___ TEXTE SOURCE
Le capitaine continue de marcher au rythme de ses pas de géant et la colonne derrière lui s’étire (quoique tout ce que l’on puisse distinguer ce soit la queue et la croupe du cheval devant soi, sombre sur le fond de neige) […]
Sans doute peut-on concevoir deux sortes d’événements, autour desquels viendraient tourner les phrases : d’une part ceux dont on (la société, les autres, moi – qu’importe, pourvu que cela relève d’une sorte d’opinion) dit ou dont on imagine qu’ils existent, d’autre part ceux dont l’existence n’est que fonctionnelle, déterminée par les besoins d’une intrigue qui doit avancer. Des premiers, on peut questionner l’existence – elle se prouve ou s’atteste. Des seconds, on attend plutôt de voir ce qu’ils amènent, ce qu’ils permettent de dire ; ils relèvent de la fiction (qui n’est pas une propriété du faux ; le roman n’est ni un mensonge, ni une erreur), c’est-à-dire d’une parole (ligotée dans l’intrigue mais) libérée, insoumise au réel.
______
___ DONNÉES EXTRAITES
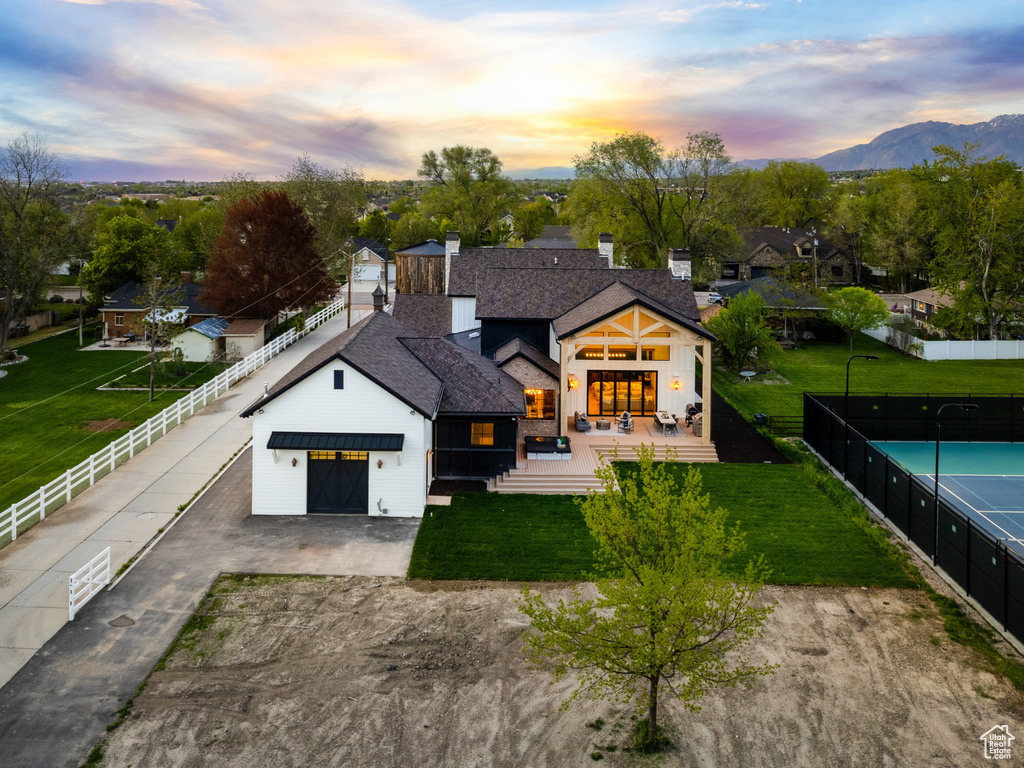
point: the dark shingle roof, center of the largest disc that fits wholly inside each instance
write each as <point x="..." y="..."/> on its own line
<point x="379" y="248"/>
<point x="124" y="298"/>
<point x="612" y="300"/>
<point x="784" y="240"/>
<point x="428" y="248"/>
<point x="431" y="375"/>
<point x="519" y="347"/>
<point x="472" y="384"/>
<point x="470" y="267"/>
<point x="373" y="347"/>
<point x="774" y="295"/>
<point x="427" y="314"/>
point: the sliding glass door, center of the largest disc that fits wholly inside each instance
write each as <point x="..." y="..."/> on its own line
<point x="610" y="392"/>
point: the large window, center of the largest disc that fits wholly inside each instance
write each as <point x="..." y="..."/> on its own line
<point x="481" y="434"/>
<point x="540" y="403"/>
<point x="610" y="392"/>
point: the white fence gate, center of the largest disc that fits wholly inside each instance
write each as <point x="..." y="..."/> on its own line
<point x="55" y="494"/>
<point x="87" y="581"/>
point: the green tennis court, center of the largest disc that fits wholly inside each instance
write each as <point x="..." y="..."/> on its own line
<point x="984" y="480"/>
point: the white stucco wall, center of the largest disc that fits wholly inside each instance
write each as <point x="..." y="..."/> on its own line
<point x="464" y="313"/>
<point x="314" y="406"/>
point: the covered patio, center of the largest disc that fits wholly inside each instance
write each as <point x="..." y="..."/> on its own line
<point x="576" y="475"/>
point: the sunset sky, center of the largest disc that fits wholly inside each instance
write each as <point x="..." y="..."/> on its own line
<point x="203" y="89"/>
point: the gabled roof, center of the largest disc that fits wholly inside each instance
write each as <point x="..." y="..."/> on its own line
<point x="784" y="240"/>
<point x="373" y="347"/>
<point x="775" y="295"/>
<point x="427" y="314"/>
<point x="612" y="300"/>
<point x="369" y="243"/>
<point x="472" y="384"/>
<point x="519" y="347"/>
<point x="430" y="375"/>
<point x="427" y="248"/>
<point x="125" y="297"/>
<point x="212" y="328"/>
<point x="246" y="327"/>
<point x="930" y="296"/>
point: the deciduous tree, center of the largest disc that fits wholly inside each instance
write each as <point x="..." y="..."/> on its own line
<point x="651" y="199"/>
<point x="669" y="615"/>
<point x="34" y="230"/>
<point x="126" y="249"/>
<point x="331" y="199"/>
<point x="468" y="189"/>
<point x="743" y="337"/>
<point x="978" y="209"/>
<point x="856" y="309"/>
<point x="265" y="260"/>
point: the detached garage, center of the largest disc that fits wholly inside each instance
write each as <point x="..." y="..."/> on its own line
<point x="353" y="428"/>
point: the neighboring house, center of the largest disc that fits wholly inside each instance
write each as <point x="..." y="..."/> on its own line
<point x="791" y="249"/>
<point x="123" y="313"/>
<point x="204" y="341"/>
<point x="786" y="305"/>
<point x="622" y="339"/>
<point x="370" y="257"/>
<point x="924" y="305"/>
<point x="365" y="422"/>
<point x="216" y="338"/>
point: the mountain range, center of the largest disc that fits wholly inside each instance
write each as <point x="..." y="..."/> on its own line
<point x="911" y="144"/>
<point x="900" y="147"/>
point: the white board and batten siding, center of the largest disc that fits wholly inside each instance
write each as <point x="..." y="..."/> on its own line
<point x="464" y="313"/>
<point x="195" y="346"/>
<point x="361" y="407"/>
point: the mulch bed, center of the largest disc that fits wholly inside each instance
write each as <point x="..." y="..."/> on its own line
<point x="107" y="425"/>
<point x="735" y="440"/>
<point x="446" y="487"/>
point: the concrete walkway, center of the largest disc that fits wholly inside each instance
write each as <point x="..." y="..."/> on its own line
<point x="126" y="509"/>
<point x="57" y="707"/>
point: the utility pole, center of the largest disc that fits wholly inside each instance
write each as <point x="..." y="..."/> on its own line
<point x="351" y="266"/>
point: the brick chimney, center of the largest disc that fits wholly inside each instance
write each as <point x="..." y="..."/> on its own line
<point x="451" y="249"/>
<point x="680" y="263"/>
<point x="605" y="249"/>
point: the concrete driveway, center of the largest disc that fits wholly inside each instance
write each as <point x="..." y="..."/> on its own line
<point x="58" y="705"/>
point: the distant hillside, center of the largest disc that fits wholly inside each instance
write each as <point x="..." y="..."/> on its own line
<point x="912" y="144"/>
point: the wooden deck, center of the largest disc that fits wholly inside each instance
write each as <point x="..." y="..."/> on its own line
<point x="589" y="450"/>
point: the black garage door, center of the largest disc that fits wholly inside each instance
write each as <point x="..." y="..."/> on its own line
<point x="338" y="482"/>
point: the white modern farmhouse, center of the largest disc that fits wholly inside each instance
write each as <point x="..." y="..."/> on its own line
<point x="488" y="347"/>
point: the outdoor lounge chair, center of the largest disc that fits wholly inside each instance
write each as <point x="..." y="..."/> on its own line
<point x="583" y="423"/>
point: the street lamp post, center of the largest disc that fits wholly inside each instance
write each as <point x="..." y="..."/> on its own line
<point x="938" y="439"/>
<point x="846" y="410"/>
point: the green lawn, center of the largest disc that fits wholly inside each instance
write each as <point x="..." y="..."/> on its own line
<point x="804" y="537"/>
<point x="818" y="367"/>
<point x="45" y="403"/>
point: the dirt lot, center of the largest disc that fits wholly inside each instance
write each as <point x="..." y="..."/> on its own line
<point x="364" y="672"/>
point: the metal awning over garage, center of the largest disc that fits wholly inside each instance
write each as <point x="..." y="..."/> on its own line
<point x="335" y="441"/>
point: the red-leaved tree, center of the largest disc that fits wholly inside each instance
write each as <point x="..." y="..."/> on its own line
<point x="264" y="260"/>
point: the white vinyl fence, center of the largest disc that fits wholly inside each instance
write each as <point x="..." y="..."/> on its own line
<point x="55" y="494"/>
<point x="87" y="581"/>
<point x="946" y="349"/>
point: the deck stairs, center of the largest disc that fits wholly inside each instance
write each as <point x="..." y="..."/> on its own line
<point x="577" y="476"/>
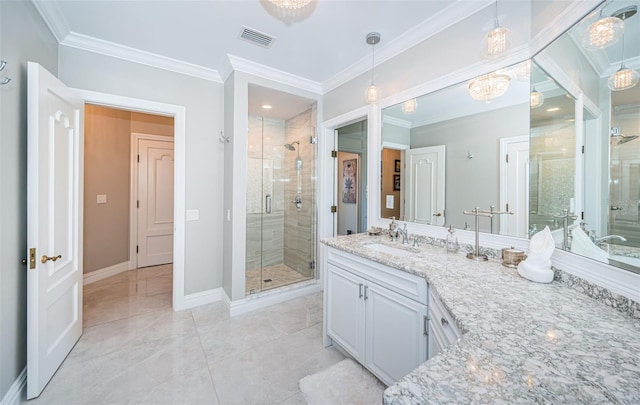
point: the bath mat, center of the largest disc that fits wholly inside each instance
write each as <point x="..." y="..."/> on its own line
<point x="345" y="383"/>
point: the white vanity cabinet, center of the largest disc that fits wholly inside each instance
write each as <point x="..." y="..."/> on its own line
<point x="442" y="328"/>
<point x="377" y="314"/>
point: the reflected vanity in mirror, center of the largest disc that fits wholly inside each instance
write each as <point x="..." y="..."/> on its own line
<point x="569" y="126"/>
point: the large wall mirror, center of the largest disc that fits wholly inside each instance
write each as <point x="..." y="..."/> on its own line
<point x="599" y="59"/>
<point x="559" y="147"/>
<point x="446" y="152"/>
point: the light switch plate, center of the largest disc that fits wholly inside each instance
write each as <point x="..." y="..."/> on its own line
<point x="193" y="215"/>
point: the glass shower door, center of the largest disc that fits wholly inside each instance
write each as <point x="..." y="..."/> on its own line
<point x="280" y="241"/>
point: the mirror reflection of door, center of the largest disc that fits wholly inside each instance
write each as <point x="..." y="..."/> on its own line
<point x="351" y="179"/>
<point x="424" y="196"/>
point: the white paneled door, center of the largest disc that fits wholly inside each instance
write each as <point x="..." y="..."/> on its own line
<point x="424" y="195"/>
<point x="54" y="225"/>
<point x="155" y="202"/>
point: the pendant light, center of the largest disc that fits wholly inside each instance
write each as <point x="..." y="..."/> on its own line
<point x="497" y="41"/>
<point x="372" y="95"/>
<point x="536" y="98"/>
<point x="290" y="4"/>
<point x="624" y="78"/>
<point x="489" y="86"/>
<point x="604" y="32"/>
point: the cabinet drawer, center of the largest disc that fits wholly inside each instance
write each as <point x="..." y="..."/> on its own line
<point x="443" y="321"/>
<point x="408" y="285"/>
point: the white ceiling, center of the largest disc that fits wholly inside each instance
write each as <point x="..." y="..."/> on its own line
<point x="317" y="44"/>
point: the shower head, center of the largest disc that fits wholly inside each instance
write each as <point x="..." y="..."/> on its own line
<point x="290" y="145"/>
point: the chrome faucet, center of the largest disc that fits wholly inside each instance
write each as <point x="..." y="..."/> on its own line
<point x="598" y="241"/>
<point x="404" y="233"/>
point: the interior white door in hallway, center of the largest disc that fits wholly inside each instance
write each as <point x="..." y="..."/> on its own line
<point x="514" y="185"/>
<point x="424" y="183"/>
<point x="155" y="202"/>
<point x="54" y="225"/>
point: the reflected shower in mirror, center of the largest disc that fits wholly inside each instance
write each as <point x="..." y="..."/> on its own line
<point x="606" y="193"/>
<point x="446" y="152"/>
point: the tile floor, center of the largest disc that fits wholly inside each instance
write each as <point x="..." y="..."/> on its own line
<point x="279" y="274"/>
<point x="136" y="350"/>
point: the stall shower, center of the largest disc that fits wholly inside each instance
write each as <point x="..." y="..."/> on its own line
<point x="281" y="213"/>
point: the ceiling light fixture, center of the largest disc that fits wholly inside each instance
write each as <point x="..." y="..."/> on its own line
<point x="536" y="98"/>
<point x="497" y="41"/>
<point x="604" y="32"/>
<point x="489" y="86"/>
<point x="410" y="106"/>
<point x="290" y="4"/>
<point x="624" y="78"/>
<point x="372" y="95"/>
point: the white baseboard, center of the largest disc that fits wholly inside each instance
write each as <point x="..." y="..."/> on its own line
______
TRAVAIL À FAIRE:
a) Répondez à ces questions à l'aide du texte source sur les événements du roman, une ligne pour chacune :
(i) Que peut-on seulement distinguer dans la colonne qui suit le capitaine ?
(ii) Que peut-on faire de l'existence des événements de la première sorte ?
(iii) De quoi relèvent les événements de la seconde sorte ?
b) Prolongez le texte source sur les événements du roman à partir de sa dernière phrase.

RÉPONSES RÉDIGÉES:
a)
(i) On ne distingue que la queue et la croupe du cheval devant soi, sombre sur le fond de neige.
(ii) On peut questionner leur existence, qui se prouve ou s'atteste.
(iii) Ils relèvent de la fiction, c'est-à-dire d'une parole libérée, insoumise au réel.

b)
Dans Les Géorgiques, il semble pourtant qu’il ne s’agisse pas, pour Claude Simon, de mettre en scène l’un ou l’autre de ces genres d’événements : ni de raconter ce qu’il y a ou ce qu’il y a eu, ni de nouer entre elles des phrases qui parlent de quelque chose dont il n’y aurait pas sens à se demander s’il existe : le fait de ne chercher ce qui existe que dans et à travers la mémoire décourage de vraiment le soumettre à la question du vrai et du faux ; mais le fait de ne pas faire de cette recherche une intrigue interdit de considérer que les événements ne valent que pour le système qu’ils déplient ou font avancer. Contrairement à Proust, en effet, qui fait de La Recherche du temps perdu une intrigue et de la mémoire un système, plus moderne en cela, Claude Simon semble ne s’intéresser qu’à la force affective du souvenir, ni à l’existence mesurable de sa cause contingente, ni au lien de ce souvenir à d’autres qu’il appelle ou auxquels il répondrait et avec lesquels il viendrait former une mosaïque qui réfléchirait le monde ou compenserait sa fragmentation idiote.
Toutes ces pages pour décrire une mosaïque de quelques longues sensations comme des gifles, mises en écho ou en relation par un compositeur maladroit (ou qui se prétend tel), qui ne cherche rien et ne trouvera pas ; qui fait simplement des phrases, non le lieu de la révélation de l’objet, ni celui de la composition maniaque du sujet, mais celui de leur contact, la surface d’inscription où l’impression du réel sur l’argile du corps s’offre à voir, et se montre.